EXERCISE REQUIREMENTS |
1. In the passage on federal debt, what does "gross debt" include that the debt held by the public does not?
2. Carry on the passage on federal debt measures, picking up after its final sentence.

TEXT PROVIDED |
In recent congressional testimony on the country’s fiscal state of affairs, former U.S. Comptroller General David Walker rightly noted the long-term budget challenges facing U.S. policymakers.  But he unnecessarily muddied this critical issue with a misguided focus on a seriously flawed measure of the nation’s debt and inappropriately alarmist comparisons between the United States and other countries, including Greece, with economic and budgetary situations quite different from ours.

Walker began by discussing the debt measure that policymakers should be looking at — federal debt held by the public (basically the sum of all past budget deficits minus surpluses), measured as a share of the economy.  But his account started to go off the rails when he said:

Today’s public debt is about 65 percent of GDP and growing rapidly.  In addition, if you add the debt owed to Social Security and Medicare, which I believe you should, federal debt is close to 95 percent of GDP and growing rapidly.

Actually, the growth in the public debt would slow dramatically over the next decade if we let President Bush’s tax cuts expire, though it would accelerate in later decades as more and more baby boomers retire.

More importantly, while using a debt measure that includes money owed to Social Security and Medicare makes debt growth look worse, such a measure is seriously flawed.  Called “gross debt,” it includes money the federal government owes to itself — such as the money the Social Security trust fund has lent to the Treasury in years when Social Security’s earmarked revenues exceeded expenditures.

GIVEN ENTRIES |
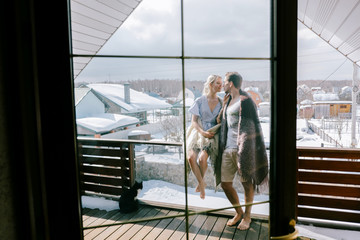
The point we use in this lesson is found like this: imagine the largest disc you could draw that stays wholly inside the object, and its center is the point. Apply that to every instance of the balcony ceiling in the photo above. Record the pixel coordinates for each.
(93, 22)
(335, 21)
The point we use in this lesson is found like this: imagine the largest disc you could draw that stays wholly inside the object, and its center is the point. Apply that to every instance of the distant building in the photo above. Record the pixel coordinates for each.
(119, 98)
(332, 109)
(255, 95)
(192, 93)
(91, 119)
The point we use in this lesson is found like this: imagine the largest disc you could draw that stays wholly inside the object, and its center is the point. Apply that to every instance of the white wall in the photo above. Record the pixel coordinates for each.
(89, 106)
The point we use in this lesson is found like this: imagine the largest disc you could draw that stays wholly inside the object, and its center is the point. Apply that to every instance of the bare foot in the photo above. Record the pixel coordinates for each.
(234, 220)
(244, 224)
(202, 191)
(197, 189)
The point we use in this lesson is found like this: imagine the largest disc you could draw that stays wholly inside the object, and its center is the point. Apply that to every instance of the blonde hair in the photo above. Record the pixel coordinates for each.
(211, 79)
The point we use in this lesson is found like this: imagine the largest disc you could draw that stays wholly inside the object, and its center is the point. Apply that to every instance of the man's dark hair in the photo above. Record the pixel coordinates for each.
(235, 78)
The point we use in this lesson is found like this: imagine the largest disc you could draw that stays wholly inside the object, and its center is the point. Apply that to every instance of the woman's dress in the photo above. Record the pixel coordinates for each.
(207, 120)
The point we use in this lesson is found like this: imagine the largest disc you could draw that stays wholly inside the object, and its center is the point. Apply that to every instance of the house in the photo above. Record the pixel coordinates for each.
(39, 183)
(91, 119)
(332, 109)
(192, 93)
(264, 109)
(87, 103)
(121, 99)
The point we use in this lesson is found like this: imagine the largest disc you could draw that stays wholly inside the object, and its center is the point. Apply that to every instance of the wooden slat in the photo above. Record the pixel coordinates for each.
(151, 224)
(106, 161)
(92, 233)
(119, 172)
(195, 227)
(344, 153)
(329, 190)
(123, 217)
(329, 215)
(104, 142)
(228, 232)
(329, 177)
(105, 180)
(329, 202)
(171, 228)
(104, 152)
(345, 166)
(210, 227)
(217, 229)
(252, 233)
(157, 230)
(181, 231)
(101, 189)
(264, 231)
(206, 228)
(136, 227)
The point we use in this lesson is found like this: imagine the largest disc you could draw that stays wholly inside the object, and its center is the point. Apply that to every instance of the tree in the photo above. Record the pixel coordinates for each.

OUTPUTS BY TASK |
1. Money the federal government owes to itself, such as what the Social Security trust fund has lent to the Treasury.

2.
The Congressional Budget Office said recently that gross debt “is not a good indicator of the government’s future obligations” and the Treasury securities held by trust funds “represent internal transactions of the government and thus have no direct effect on credit markets.”

Consider the following.  Budget analysts agree that reducing scheduled Social Security benefits or increasing Social Security taxes would improve the long-term fiscal outlook.  But these steps — which Walker himself has called for— would not reduce the projected gross debt.  Debt held by the public would decline because total deficits would be lower, but the benefit reductions or tax increases would expand the Social Security trust fund, which in turn would lend that increase in its surplus to the Treasury.  The increase in intragovernmental debt would fully offset the drop in debt held by the public, so gross debt would remain unchanged.

Walker’s claim that the United States looks more like Greece than like most other developed countries is more alarmist than accurate.  As Howard Gleckman has argued, we’re not like Greece:  our economy is much larger, the sources of Greece’s budgetary problems are very different from ours (public employee pay is a large budget item for them but a trivial one for us, for example), and we have the advantages that come from having our own currency so that others are not dictating how we need to address our fiscal challenges.  These differences vastly outweigh any similarities between the two countries’ levels of deficits and debt.

To be sure, the United States faces serious long-term fiscal challenges, and failure to address them would pose real economic risks.  But as we address that challenge, we should focus on the right measure of the debt and not act like the United States is on the verge of being the next Greece.